[Start of Attachment]

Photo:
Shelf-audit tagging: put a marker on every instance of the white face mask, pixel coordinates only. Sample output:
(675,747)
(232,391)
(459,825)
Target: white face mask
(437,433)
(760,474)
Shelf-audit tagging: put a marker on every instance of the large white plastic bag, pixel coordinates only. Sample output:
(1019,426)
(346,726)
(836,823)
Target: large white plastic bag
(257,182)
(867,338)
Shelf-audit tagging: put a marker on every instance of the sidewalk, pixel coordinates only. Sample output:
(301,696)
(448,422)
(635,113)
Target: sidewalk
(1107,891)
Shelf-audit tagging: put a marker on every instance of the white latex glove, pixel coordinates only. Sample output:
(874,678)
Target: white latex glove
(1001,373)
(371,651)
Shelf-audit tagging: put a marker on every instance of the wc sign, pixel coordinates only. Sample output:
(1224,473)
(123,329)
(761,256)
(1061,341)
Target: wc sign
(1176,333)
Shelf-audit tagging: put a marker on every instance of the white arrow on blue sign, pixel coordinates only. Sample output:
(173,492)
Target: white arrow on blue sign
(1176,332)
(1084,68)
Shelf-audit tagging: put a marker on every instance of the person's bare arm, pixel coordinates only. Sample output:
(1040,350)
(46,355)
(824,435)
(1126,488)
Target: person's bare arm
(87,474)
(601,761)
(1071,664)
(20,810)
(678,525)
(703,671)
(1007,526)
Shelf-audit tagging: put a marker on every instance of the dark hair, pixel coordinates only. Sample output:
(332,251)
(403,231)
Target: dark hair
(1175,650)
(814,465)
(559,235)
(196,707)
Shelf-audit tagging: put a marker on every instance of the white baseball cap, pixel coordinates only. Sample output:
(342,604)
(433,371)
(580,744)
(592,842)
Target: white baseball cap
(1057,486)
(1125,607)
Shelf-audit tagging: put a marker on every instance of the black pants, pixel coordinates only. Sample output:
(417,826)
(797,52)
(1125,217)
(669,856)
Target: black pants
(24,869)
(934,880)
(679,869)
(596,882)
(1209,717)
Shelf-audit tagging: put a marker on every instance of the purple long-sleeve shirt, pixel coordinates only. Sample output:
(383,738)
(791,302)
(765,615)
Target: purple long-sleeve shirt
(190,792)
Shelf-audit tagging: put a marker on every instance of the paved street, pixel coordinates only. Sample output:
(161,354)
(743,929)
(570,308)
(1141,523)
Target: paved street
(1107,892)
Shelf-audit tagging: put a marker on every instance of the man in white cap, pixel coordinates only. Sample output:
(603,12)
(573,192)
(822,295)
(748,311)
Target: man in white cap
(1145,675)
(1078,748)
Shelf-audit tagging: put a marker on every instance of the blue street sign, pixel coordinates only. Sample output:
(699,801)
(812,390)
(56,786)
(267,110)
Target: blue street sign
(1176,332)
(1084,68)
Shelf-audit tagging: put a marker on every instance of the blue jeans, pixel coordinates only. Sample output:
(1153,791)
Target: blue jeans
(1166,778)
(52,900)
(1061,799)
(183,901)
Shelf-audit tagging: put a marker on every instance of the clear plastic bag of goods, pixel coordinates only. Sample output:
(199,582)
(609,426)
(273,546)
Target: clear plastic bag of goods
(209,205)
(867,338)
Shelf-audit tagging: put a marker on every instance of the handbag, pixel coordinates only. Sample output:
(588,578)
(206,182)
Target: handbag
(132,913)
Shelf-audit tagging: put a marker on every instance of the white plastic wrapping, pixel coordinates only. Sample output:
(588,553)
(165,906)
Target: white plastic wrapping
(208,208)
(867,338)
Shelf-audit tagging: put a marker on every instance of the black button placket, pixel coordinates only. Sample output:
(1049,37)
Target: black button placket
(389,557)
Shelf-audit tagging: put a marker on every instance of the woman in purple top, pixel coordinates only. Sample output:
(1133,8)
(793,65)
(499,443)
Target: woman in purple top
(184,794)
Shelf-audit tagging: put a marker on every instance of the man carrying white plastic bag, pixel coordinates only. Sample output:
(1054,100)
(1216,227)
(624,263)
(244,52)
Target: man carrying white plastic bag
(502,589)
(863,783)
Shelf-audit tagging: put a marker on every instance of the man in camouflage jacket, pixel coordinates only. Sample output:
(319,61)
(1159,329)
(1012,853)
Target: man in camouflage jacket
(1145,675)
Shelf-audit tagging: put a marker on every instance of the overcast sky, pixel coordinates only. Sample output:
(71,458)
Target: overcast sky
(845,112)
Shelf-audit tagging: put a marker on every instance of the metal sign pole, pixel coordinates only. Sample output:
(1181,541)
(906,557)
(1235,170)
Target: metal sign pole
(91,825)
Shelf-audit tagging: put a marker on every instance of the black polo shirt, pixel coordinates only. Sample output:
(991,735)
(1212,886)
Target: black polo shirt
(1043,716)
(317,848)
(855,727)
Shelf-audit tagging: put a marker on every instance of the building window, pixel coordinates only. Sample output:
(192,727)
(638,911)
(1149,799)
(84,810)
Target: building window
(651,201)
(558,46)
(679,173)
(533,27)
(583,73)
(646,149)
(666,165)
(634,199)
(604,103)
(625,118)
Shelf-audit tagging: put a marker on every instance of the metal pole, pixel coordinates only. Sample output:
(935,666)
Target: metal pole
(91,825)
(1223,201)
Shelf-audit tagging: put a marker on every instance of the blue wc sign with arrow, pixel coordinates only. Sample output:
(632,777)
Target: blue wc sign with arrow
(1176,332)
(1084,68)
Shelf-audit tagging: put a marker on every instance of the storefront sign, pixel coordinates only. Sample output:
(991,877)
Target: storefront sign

[End of Attachment]

Write out the entire listing above once more. Keep it exact.

Photo:
Shelf-audit tagging: put a marker on every instance of the white face mask, pixel coordinates only. Sample output:
(675,747)
(232,391)
(459,825)
Target: white face mask
(437,433)
(760,474)
Shelf-audit tagging: put a marker on every instance of the large white plastic bag, pixel coordinates only. Sample output:
(1019,426)
(346,726)
(836,823)
Target: large white plastic bag
(257,182)
(867,338)
Shelf-audit tagging: put a marker on every instance of the sidewalk, pixel coordinates only. Sample output:
(301,696)
(448,422)
(635,113)
Target: sidewalk
(1107,891)
Shelf-audit tagging: put a marker on every instance of the white latex glove, pixel coordinates only. Sample output:
(874,678)
Target: white latex glove
(1001,373)
(371,651)
Shelf-audit tagging: put a marker on every instance of the wc sign, pixel coordinates only. Sample output:
(1224,473)
(123,329)
(761,256)
(1061,341)
Target: wc sign
(1176,333)
Shelf-audit tagging: put a marker on every instance of the white arrow on blue sign, pixel coordinates only. Sample output:
(173,492)
Target: white arrow on blue sign
(1176,332)
(1084,68)
Shelf-audit tagging: put a marker on every instance of the person's bare arm, pixel coordinates only. Sample output:
(1040,350)
(46,355)
(824,435)
(1126,488)
Target: person's bare arm
(87,474)
(601,761)
(1071,664)
(20,810)
(678,525)
(703,671)
(1007,526)
Shelf-audit tagging: put a marker on every instance of the dark hair, pixel coordinates only. Sample output:
(332,251)
(403,231)
Target: dark hair
(1175,650)
(814,465)
(559,235)
(196,707)
Shelf-audit tagging: put a marker on every instance of the white baseball cap, pixel coordinates only. Sample output:
(342,604)
(433,371)
(580,744)
(592,842)
Target: white baseball cap
(1057,486)
(1125,607)
Shelf-audit tagging: put a marker on every instance of the black pants, pixel coordinates only. Sample output:
(417,826)
(797,52)
(1125,217)
(669,856)
Target: black pants
(24,869)
(934,880)
(679,869)
(596,882)
(1209,717)
Shelf-audit tagging: put a marker on every instance of the purple long-sleeve shirt, pixel coordinates only. Sample output:
(383,738)
(791,302)
(765,615)
Target: purple long-sleeve shirt
(190,792)
Shelf-audit tagging: put a marker on every instance of the paved street, pixel coordinates only. Sample output:
(161,354)
(743,929)
(570,308)
(1141,523)
Target: paved street
(1107,892)
Shelf-audit tagging: put a marker on every instance of the man in white cap, pixel coordinates only. Sample output:
(603,12)
(573,192)
(822,295)
(748,311)
Target: man in white cap
(1145,675)
(1078,748)
Shelf-audit tagging: put a marker on every instance of the blue street sign, pixel coordinates only. Sample output:
(699,801)
(812,390)
(56,786)
(267,110)
Target: blue street sign
(1176,332)
(1084,68)
Shelf-audit tagging: put a marker on every instance of the blue jeans, pixel coordinates only. Sample output:
(1153,791)
Target: blue jeans
(1166,778)
(52,900)
(1061,799)
(183,901)
Shelf-audit tagging: put a marker on every instance of the clear plastic bag of goods, pixel coordinates only. Sample output:
(199,582)
(609,426)
(273,546)
Target: clear plastic bag of goods
(209,205)
(867,338)
Shelf-audit tagging: put a marker on every instance of the handbag, pixel coordinates only. Sample output:
(588,578)
(206,182)
Target: handbag
(132,913)
Shelf-audit tagging: put a marker on every instance of the white plastic wrapping, pixel coordinates only. Sample output:
(588,553)
(165,906)
Target: white plastic wrapping
(208,208)
(867,338)
Shelf-audit tagging: put a marker on every instance of the black button placket, pixel coordinates only. Sample output:
(1049,37)
Target: black button placket
(389,557)
Shelf-audit tagging: put a marker on every instance of the woman in purple top, pixel coordinates only. Sample output:
(1133,8)
(793,65)
(499,443)
Target: woman in purple top
(184,794)
Shelf-audit tagging: put a marker on every instance of the man carrying white plastic bag, pixel coordinates only. Sample output:
(1054,100)
(1216,227)
(624,263)
(244,52)
Target: man carrying white plastic bag
(502,589)
(863,783)
Shelf-audit tagging: put a marker on every instance of the man in camouflage jacket, pixel coordinates only. Sample output:
(319,61)
(1159,329)
(1012,853)
Target: man in camouflage jacket
(1145,675)
Shelf-audit tagging: put a marker on every instance of the overcast sky, pixel coordinates only. Sample output:
(71,458)
Target: overcast sky
(845,112)
Shelf-audit tagging: put a marker on every instance of the metal sign pole, pixel coordinates only. Sample output:
(1181,541)
(906,557)
(1235,170)
Target: metal sign pole
(91,825)
Shelf-audit tagging: put a marker on every instance of the black polo shirt, pixel coordinates only. Sample output:
(991,735)
(1212,886)
Target: black polo shirt
(1043,716)
(317,848)
(855,727)
Shelf-audit tagging: put a marker on every instance of the building window, pixel coordinates only. Sample output:
(192,727)
(638,911)
(1149,799)
(84,810)
Target: building window
(651,201)
(558,46)
(679,173)
(533,27)
(583,73)
(646,149)
(666,165)
(634,199)
(604,103)
(625,118)
Shelf-audit tagging: put a marker on every instance of the metal pole, pixel coordinates only. Sample output:
(935,666)
Target: metal pole
(91,825)
(1223,201)
Shelf-audit tagging: put a marker on every instance of the blue wc sign with arrow, pixel coordinates only. Sample output:
(632,777)
Target: blue wc sign with arrow
(1176,332)
(1084,68)
Shelf-audit tagging: put a marker on every instance of the storefront sign, pixel coordinates only. Sample output:
(991,877)
Target: storefront sign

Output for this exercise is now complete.